▶ _Data in this exercise_:

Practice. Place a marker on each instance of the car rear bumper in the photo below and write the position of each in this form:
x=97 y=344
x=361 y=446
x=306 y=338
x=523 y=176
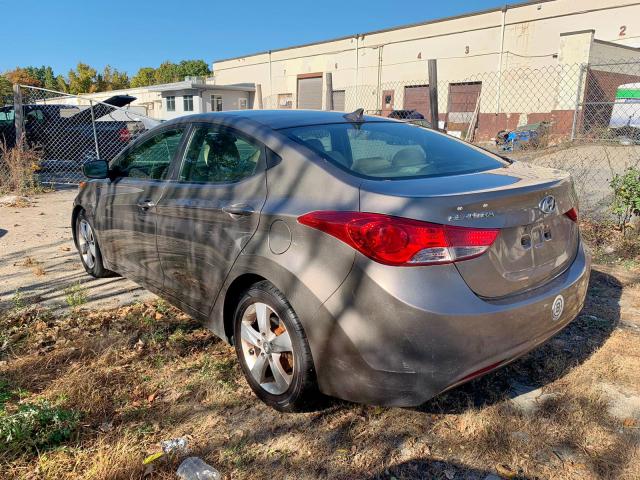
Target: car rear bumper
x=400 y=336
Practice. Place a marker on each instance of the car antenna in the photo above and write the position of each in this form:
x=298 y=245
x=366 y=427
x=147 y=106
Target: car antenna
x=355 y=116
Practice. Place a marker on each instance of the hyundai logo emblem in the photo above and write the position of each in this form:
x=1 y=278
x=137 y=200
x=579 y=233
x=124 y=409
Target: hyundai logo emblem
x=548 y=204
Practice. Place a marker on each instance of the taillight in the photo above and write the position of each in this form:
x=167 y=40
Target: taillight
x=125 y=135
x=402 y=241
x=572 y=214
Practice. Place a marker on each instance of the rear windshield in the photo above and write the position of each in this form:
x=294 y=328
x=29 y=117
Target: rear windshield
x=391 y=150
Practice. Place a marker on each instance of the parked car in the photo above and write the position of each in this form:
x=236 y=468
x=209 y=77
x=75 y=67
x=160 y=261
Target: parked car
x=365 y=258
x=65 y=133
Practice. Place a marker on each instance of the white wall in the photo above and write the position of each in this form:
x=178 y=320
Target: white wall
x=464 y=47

▶ _Stated goal_: Copy the items word for word, from the first line through the line that contains "x=400 y=336". Leave out the pictures.

▶ _Finished answer_:
Practice. Place a marker on each instance of the car rear bumper in the photo below and write the position of each in this form:
x=97 y=344
x=361 y=446
x=306 y=338
x=523 y=176
Target: car rear bumper
x=400 y=336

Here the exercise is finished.